EXTRAIT CHOISI -

+ + + +

Bossuet vote Sloterdijk et inversement

L’insouciance est un bel article philosophique en dépit des rayonnages bondés et des caissières pas toujours aimables. En poussant son caddie, il est toujours nécessaire de se reposer la question de savoir : « pourquoi y a-t-il quelque chose plutôt que rien ? » Mais, en définitive, les réponses à cette question cruciale sont toujours décevantes. Les mystiques rhénans étiquetaient l’Être comme une aporie. Après cinquante années passées à réfléchir fléchir la raie comme aurait dit Vaché qui n’eut pas le temps d’écrire ni de traire aucun pis, même pie , Heidegger écrivit que l’Être était l’Être. D’impasse logique en tautologie, en cheminant à travers le non-sens et la dérision, je préfère m’attabler avec Peter Sloterdijk et lire à l’orée de l’insouciance les tempéraments philosophiques. C’est drôle et vif comme un saumon d’élevage, dévoré par de jolies dents blanches, dans un restaurant de banlieue. C’est incisif. Avec lui, nous sommes enfin éloignés de la politique, de l’abrutissement « genré » et des minauderies sociologiques. De l’air, des vagues, de la pluie enfin !  En outre, si vous êtes accompagné d’une femme spirituelle qui n’a qu’un rêve : d’arrêter de rêver pour enfin accomplir quelque chose, eh bien, vous vous sentez comme libre. C’est comme flâner dans New York City en ne pensant à rien d’autre qu’à la sublime verticalité. Bossuet a écrit que le réel était riche en promesses et pauvre en effets. C’est tellement juste qu’on a envie de le déterrer et de brûler le reste de ses os pour avoir osé formuler une phrase aussi terrible et vraie. Pour l’aigle de Meaux oisillon meldois si vorace ,  la vie est presque toujours une erreur : on se trompe de sentiments, on se trompe de voiture, on se trompe de métier, on se trompe tout court. On achète les mauvaises boulettes pour son chat. Il a raison. Il a tort quand il s’agit de persuader une personne que l’aventure, même fausse et biscornue, est toujours préférable aux neurones gélifiés. Car, plus vous êtes insouciant, plus vous vous rapprochez de l’exquise non-vérité de ce que vous êtes. Ou bien, on peut aussi prendre l’air profond et pénétré pour dire qu’on n’apprécie guère le pâté de lapin. En se grattant la tête !

+ + + +

DONNÉES FOURNIES -
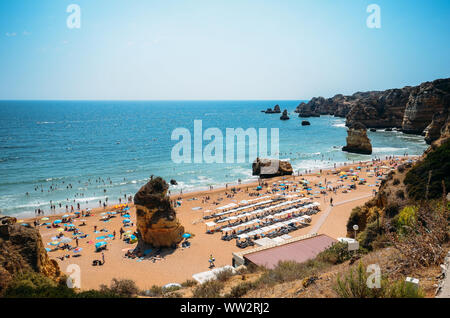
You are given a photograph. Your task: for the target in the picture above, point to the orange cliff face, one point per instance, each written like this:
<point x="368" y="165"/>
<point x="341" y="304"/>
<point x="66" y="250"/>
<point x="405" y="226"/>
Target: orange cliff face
<point x="22" y="250"/>
<point x="156" y="218"/>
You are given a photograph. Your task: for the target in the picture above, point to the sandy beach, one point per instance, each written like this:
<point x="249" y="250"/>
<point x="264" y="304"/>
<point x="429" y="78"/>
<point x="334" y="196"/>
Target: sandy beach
<point x="176" y="266"/>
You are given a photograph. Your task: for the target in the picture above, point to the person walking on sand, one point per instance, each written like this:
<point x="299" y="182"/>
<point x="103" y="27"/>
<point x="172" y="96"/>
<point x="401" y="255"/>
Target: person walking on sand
<point x="211" y="261"/>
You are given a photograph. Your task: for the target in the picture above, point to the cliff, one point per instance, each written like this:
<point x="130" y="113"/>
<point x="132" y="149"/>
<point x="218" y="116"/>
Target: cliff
<point x="156" y="218"/>
<point x="22" y="250"/>
<point x="357" y="140"/>
<point x="410" y="109"/>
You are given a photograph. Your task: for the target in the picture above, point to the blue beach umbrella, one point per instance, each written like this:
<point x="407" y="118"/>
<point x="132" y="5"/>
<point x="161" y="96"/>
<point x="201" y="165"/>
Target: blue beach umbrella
<point x="100" y="244"/>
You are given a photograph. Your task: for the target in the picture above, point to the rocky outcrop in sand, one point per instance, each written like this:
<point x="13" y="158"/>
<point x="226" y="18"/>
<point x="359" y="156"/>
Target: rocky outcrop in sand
<point x="21" y="250"/>
<point x="157" y="223"/>
<point x="410" y="109"/>
<point x="357" y="140"/>
<point x="267" y="168"/>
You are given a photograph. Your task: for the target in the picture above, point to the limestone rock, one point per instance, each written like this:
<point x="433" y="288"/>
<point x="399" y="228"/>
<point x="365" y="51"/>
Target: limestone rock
<point x="357" y="140"/>
<point x="157" y="223"/>
<point x="21" y="249"/>
<point x="424" y="101"/>
<point x="284" y="116"/>
<point x="267" y="168"/>
<point x="410" y="109"/>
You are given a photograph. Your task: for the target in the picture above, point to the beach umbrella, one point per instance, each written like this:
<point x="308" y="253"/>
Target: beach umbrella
<point x="100" y="244"/>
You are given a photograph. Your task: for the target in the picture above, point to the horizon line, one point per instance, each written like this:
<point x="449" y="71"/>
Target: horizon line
<point x="149" y="100"/>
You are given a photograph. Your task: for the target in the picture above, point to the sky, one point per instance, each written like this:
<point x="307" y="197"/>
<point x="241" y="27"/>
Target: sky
<point x="218" y="49"/>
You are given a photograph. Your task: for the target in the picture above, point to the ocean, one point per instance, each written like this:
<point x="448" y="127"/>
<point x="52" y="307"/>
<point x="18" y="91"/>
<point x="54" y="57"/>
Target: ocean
<point x="111" y="148"/>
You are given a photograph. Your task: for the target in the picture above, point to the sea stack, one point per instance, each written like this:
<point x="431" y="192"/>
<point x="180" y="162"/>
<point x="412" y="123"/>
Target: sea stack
<point x="268" y="168"/>
<point x="157" y="223"/>
<point x="357" y="140"/>
<point x="284" y="116"/>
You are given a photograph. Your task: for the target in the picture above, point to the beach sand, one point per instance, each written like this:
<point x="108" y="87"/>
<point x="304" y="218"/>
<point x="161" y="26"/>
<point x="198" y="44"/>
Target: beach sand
<point x="179" y="265"/>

+ + + +

CONSIGNES À SUIVRE -
1. Condensez en une liste à puces le paragraphe du texte qui commence par « L’insouciance est un bel article philosophique », en gardant ses idées principales.
2. Réécrivez sous forme de liste JSON de chaînes, une chaîne par ligne et sans les lignes vides, les lignes de la liste allant de celle qui contient « the beach umbrella, one » jusqu’à la fin de la liste, les deux bornes comprises.
Le texte et la liste n'ont aucun rapport entre eux.

RÉSULTATS PAR CONSIGNE -
1.
- L’insouciance est un bel article philosophique, malgré les rayonnages bondés et les caissières pas toujours aimables.
- En poussant son caddie, il faut toujours se reposer la question : « pourquoi y a-t-il quelque chose plutôt que rien ? », mais les réponses sont toujours décevantes.
- Les mystiques rhénans voyaient l’Être comme une aporie ; après cinquante ans de réflexion, Heidegger écrivit que l’Être était l’Être.
- Plutôt que l’impasse logique ou la tautologie, l’auteur préfère lire les tempéraments philosophiques avec Peter Sloterdijk : c’est drôle, vif, incisif, et éloigné de la politique, de l’abrutissement « genré » et des minauderies sociologiques.
- En compagnie d’une femme spirituelle qui veut cesser de rêver pour accomplir quelque chose, on se sent libre, comme en flânant dans New York City.
- Bossuet a écrit que le réel était riche en promesses et pauvre en effets ; pour lui, la vie est presque toujours une erreur (sentiments, voiture, métier, jusqu’aux boulettes pour le chat).
- Il a raison, mais il a tort quand il s’agit de persuader quelqu’un que l’aventure, même fausse et biscornue, vaut toujours mieux que les neurones gélifiés.
- Plus on est insouciant, plus on se rapproche de l’exquise non-vérité de ce que l’on est.

2.
[
  "You are given a photograph. Your task: for the target in the picture above, point to the beach umbrella, one point per instance, each written like this:",
  "<point x=\"308\" y=\"253\"/>",
  "Target: beach umbrella",
  "<point x=\"100\" y=\"244\"/>",
  "You are given a photograph. Your task: for the target in the picture above, point to the horizon line, one point per instance, each written like this:",
  "<point x=\"449\" y=\"71\"/>",
  "Target: horizon line",
  "<point x=\"149\" y=\"100\"/>",
  "You are given a photograph. Your task: for the target in the picture above, point to the sky, one point per instance, each written like this:",
  "<point x=\"307\" y=\"197\"/>",
  "<point x=\"241\" y=\"27\"/>",
  "Target: sky",
  "<point x=\"218\" y=\"49\"/>",
  "You are given a photograph. Your task: for the target in the picture above, point to the ocean, one point per instance, each written like this:",
  "<point x=\"448\" y=\"127\"/>",
  "<point x=\"52\" y=\"307\"/>",
  "<point x=\"18\" y=\"91\"/>",
  "<point x=\"54\" y=\"57\"/>",
  "Target: ocean",
  "<point x=\"111\" y=\"148\"/>",
  "You are given a photograph. Your task: for the target in the picture above, point to the sea stack, one point per instance, each written like this:",
  "<point x=\"431\" y=\"192\"/>",
  "<point x=\"180\" y=\"162\"/>",
  "<point x=\"412\" y=\"123\"/>",
  "Target: sea stack",
  "<point x=\"268\" y=\"168\"/>",
  "<point x=\"157\" y=\"223\"/>",
  "<point x=\"357\" y=\"140\"/>",
  "<point x=\"284\" y=\"116\"/>",
  "You are given a photograph. Your task: for the target in the picture above, point to the beach sand, one point per instance, each written like this:",
  "<point x=\"108\" y=\"87\"/>",
  "<point x=\"304\" y=\"218\"/>",
  "<point x=\"161\" y=\"26\"/>",
  "<point x=\"198\" y=\"44\"/>",
  "Target: beach sand",
  "<point x=\"179\" y=\"265\"/>"
]